### What you will do
Every line in the records below between the one holding "Target: small white bowl" and the one holding "column 79, row 243", inclusive, is to be set down exactly; all other lines are to be left out.

### Natural-language object grounding data
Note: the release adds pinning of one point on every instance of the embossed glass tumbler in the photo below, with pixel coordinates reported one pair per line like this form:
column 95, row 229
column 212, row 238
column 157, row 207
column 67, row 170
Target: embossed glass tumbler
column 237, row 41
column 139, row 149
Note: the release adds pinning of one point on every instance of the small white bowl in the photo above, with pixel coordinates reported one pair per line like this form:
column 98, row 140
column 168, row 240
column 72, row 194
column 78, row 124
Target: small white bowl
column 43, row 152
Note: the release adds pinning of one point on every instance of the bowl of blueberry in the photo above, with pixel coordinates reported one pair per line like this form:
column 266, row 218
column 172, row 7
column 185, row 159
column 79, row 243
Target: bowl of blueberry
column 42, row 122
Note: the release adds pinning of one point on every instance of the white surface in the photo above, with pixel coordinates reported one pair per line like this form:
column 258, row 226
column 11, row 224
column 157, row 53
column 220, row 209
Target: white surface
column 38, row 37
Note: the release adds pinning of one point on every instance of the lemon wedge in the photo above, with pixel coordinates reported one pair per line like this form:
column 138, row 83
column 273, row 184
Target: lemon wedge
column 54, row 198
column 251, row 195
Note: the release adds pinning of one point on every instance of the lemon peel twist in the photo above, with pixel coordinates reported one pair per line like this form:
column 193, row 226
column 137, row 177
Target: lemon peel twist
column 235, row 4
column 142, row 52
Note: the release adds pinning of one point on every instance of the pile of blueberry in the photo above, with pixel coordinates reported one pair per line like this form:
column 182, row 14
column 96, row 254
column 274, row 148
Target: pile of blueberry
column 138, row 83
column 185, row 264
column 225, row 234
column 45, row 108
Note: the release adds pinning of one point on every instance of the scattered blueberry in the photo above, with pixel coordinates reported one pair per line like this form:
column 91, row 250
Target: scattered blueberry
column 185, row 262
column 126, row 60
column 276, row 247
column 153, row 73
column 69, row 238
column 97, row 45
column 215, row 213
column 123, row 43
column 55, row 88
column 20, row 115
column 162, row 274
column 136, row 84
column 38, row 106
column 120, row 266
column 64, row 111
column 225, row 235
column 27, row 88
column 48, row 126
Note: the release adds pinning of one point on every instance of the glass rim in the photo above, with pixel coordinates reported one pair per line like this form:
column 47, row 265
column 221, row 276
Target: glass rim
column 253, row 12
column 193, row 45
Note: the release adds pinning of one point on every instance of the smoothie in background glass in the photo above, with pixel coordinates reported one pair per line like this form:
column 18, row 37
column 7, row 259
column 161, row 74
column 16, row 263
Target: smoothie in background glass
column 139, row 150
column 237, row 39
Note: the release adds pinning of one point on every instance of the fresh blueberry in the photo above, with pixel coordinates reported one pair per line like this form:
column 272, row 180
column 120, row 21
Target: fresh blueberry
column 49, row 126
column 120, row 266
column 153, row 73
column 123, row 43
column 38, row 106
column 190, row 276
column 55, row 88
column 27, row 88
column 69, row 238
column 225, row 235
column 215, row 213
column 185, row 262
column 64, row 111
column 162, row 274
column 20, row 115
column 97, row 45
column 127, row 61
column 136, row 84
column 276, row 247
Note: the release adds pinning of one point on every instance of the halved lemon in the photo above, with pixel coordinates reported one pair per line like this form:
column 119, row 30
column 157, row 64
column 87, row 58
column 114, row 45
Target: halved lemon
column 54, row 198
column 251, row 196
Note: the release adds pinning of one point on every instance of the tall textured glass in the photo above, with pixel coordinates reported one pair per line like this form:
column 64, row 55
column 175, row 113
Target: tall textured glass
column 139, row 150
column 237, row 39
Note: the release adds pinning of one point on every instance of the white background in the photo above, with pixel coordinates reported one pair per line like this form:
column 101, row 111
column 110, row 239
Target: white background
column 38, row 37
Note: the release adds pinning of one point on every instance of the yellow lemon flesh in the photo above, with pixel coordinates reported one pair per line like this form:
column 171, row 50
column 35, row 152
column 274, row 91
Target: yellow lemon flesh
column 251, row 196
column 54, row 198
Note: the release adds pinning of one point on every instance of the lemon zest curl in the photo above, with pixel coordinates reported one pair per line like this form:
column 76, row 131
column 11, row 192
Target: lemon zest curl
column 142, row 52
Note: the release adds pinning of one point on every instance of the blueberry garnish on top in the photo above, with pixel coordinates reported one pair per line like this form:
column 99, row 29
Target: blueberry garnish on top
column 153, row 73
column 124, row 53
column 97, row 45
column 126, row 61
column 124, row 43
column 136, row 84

### Result below
Target: small white bowl
column 43, row 152
Note: the release adds pinning of one point on every instance of the bowl of blueberry in the photo above, with pixel coordinates reported one pair per line like this form:
column 266, row 218
column 172, row 7
column 185, row 159
column 79, row 243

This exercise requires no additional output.